Transcribe all the entries word for word, omitting any pictures they contain.

-- Opening Marker --

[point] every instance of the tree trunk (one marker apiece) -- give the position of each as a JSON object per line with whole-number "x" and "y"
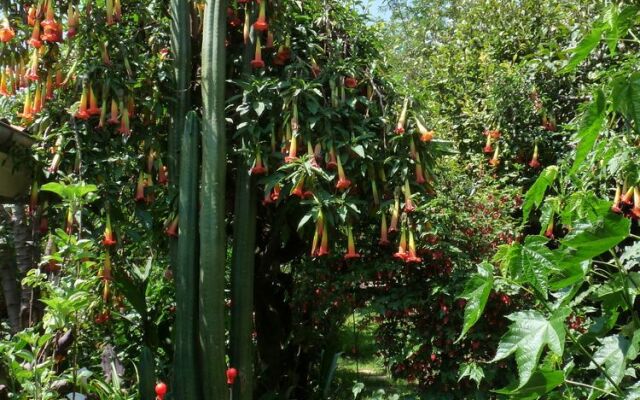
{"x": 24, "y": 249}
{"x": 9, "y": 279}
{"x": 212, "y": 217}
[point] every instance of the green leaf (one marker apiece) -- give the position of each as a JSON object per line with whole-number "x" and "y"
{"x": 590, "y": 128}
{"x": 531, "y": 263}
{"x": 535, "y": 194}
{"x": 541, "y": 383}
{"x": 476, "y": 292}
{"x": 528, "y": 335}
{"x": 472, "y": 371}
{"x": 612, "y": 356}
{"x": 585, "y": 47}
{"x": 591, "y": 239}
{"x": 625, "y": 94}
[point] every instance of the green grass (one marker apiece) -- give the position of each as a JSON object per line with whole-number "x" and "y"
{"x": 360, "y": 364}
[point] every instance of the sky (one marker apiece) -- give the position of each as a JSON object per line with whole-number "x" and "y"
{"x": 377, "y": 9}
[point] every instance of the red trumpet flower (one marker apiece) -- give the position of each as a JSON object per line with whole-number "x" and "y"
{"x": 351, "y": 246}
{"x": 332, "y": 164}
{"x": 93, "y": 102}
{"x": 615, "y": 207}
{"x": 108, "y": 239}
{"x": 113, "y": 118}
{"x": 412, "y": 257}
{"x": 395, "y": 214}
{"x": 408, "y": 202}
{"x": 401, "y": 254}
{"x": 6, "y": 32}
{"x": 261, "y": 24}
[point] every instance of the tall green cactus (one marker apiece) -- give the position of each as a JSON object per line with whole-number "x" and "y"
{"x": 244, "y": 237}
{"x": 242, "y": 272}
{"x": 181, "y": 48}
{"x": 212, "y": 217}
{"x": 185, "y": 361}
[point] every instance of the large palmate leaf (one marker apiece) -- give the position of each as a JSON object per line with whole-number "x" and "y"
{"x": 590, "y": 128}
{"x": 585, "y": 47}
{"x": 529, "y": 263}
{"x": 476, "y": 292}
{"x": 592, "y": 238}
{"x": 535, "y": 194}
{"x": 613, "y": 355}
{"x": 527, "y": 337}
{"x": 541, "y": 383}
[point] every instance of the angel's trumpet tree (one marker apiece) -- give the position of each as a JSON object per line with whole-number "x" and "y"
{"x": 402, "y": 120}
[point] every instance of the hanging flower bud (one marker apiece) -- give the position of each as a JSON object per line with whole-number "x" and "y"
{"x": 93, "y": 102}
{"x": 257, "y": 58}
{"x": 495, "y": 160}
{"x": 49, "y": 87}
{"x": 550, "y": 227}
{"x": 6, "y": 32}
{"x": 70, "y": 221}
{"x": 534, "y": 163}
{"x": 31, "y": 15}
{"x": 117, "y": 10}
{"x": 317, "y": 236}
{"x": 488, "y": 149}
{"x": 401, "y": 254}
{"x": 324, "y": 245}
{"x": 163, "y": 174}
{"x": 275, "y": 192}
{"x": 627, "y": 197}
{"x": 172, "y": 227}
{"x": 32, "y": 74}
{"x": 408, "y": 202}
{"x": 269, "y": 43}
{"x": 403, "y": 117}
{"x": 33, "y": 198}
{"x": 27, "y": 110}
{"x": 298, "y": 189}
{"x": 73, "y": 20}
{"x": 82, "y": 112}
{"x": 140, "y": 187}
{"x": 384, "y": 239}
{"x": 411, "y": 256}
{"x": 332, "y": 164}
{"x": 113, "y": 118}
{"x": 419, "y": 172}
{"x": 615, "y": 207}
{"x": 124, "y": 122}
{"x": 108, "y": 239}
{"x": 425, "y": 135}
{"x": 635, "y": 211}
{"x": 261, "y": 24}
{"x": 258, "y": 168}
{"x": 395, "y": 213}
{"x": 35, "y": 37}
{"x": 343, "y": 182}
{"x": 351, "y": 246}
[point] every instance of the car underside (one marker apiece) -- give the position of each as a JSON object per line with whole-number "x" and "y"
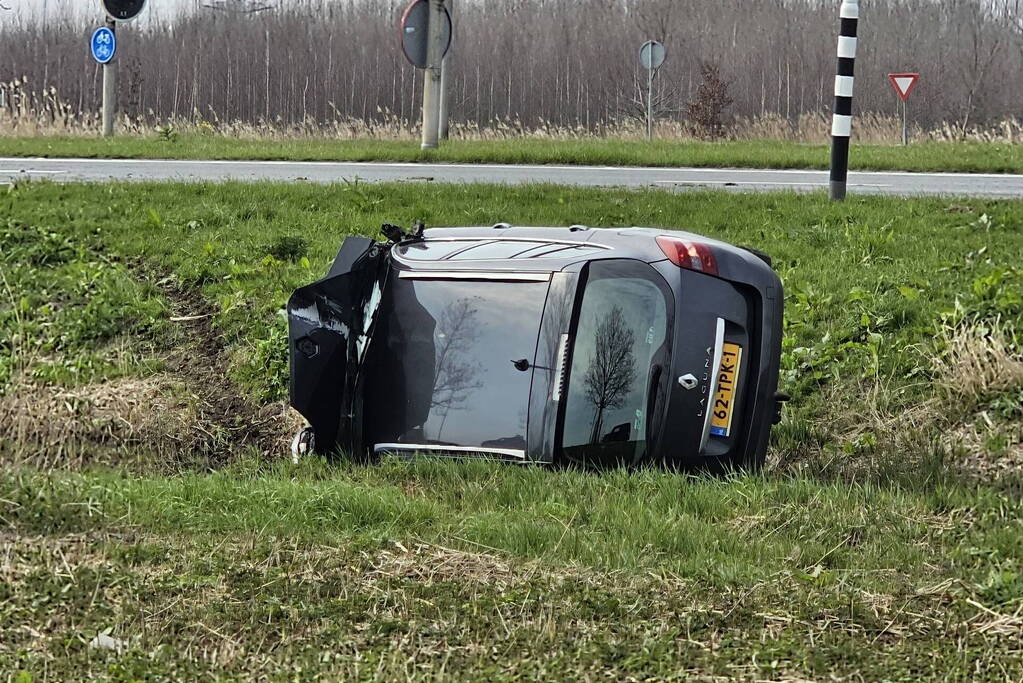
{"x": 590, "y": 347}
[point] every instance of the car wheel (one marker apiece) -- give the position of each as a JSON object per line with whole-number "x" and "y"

-- Closing Marker --

• [TASK OUTPUT]
[point] every instance of the tree trunk (one marker apiece) -- give the position of each as a JSON object per line with whole-number "x" and "y"
{"x": 24, "y": 249}
{"x": 9, "y": 279}
{"x": 212, "y": 217}
[point] every instance of the green leaf (one marker apiece) -- give the position of each as a JSON object per line with whole-number "x" and "y"
{"x": 590, "y": 128}
{"x": 531, "y": 263}
{"x": 535, "y": 194}
{"x": 541, "y": 383}
{"x": 476, "y": 292}
{"x": 528, "y": 335}
{"x": 472, "y": 371}
{"x": 612, "y": 356}
{"x": 585, "y": 47}
{"x": 591, "y": 239}
{"x": 625, "y": 94}
[point] every instance of the green grass (one marker apiece) -- give the position of each as a JSON object per line with whole-number "x" and "y"
{"x": 360, "y": 364}
[point] every instance of the sky (one marker apiece) -- give the position of each as a JSON object per line with whole-number "x" and "y"
{"x": 377, "y": 9}
[point] every instance of the red trumpet flower (one marker apiece) -- give the position of each as a JSON object per line with whole-number "x" and "y"
{"x": 351, "y": 246}
{"x": 332, "y": 164}
{"x": 93, "y": 102}
{"x": 615, "y": 207}
{"x": 108, "y": 239}
{"x": 113, "y": 118}
{"x": 412, "y": 257}
{"x": 395, "y": 214}
{"x": 408, "y": 202}
{"x": 401, "y": 254}
{"x": 6, "y": 32}
{"x": 261, "y": 24}
[point] every instance of the tall green cactus (one marker apiece) -- give the position of each as a JSON object per line with whole-number "x" and "y"
{"x": 244, "y": 237}
{"x": 242, "y": 272}
{"x": 181, "y": 48}
{"x": 212, "y": 217}
{"x": 185, "y": 361}
[point] every instance of the large palmate leaf (one marker apiece) -- give the position of each as a JSON object per line with whole-number "x" and "y"
{"x": 590, "y": 128}
{"x": 585, "y": 47}
{"x": 529, "y": 263}
{"x": 476, "y": 292}
{"x": 592, "y": 238}
{"x": 535, "y": 194}
{"x": 613, "y": 355}
{"x": 527, "y": 337}
{"x": 541, "y": 383}
[point] every instance of the angel's trumpet tree (one marker apiece) -- give the position of each as a JSON object per line with whole-number "x" and "y"
{"x": 402, "y": 120}
[point] every instance of the hanging flower bud (one marker apiece) -- give the position of each as a JSON object per line with whole-number "x" and "y"
{"x": 93, "y": 102}
{"x": 257, "y": 58}
{"x": 495, "y": 160}
{"x": 49, "y": 87}
{"x": 550, "y": 227}
{"x": 6, "y": 32}
{"x": 70, "y": 221}
{"x": 534, "y": 163}
{"x": 31, "y": 15}
{"x": 117, "y": 10}
{"x": 317, "y": 236}
{"x": 488, "y": 149}
{"x": 401, "y": 254}
{"x": 324, "y": 245}
{"x": 163, "y": 174}
{"x": 275, "y": 192}
{"x": 627, "y": 197}
{"x": 172, "y": 227}
{"x": 32, "y": 74}
{"x": 408, "y": 202}
{"x": 269, "y": 43}
{"x": 403, "y": 117}
{"x": 33, "y": 198}
{"x": 27, "y": 110}
{"x": 298, "y": 189}
{"x": 73, "y": 20}
{"x": 82, "y": 112}
{"x": 140, "y": 187}
{"x": 384, "y": 239}
{"x": 411, "y": 256}
{"x": 332, "y": 164}
{"x": 113, "y": 118}
{"x": 419, "y": 172}
{"x": 615, "y": 207}
{"x": 124, "y": 122}
{"x": 108, "y": 239}
{"x": 425, "y": 135}
{"x": 635, "y": 211}
{"x": 261, "y": 24}
{"x": 258, "y": 168}
{"x": 395, "y": 213}
{"x": 35, "y": 37}
{"x": 343, "y": 182}
{"x": 351, "y": 246}
[point] every instance of the car underside (one marker apiece) -- give the position of each as a JSON object per line with whole-number "x" and "y"
{"x": 590, "y": 347}
[point] every instance of the car wheel (one marker apiece) -- give the position of each as a JSON object per line with whole-number "x" and "y"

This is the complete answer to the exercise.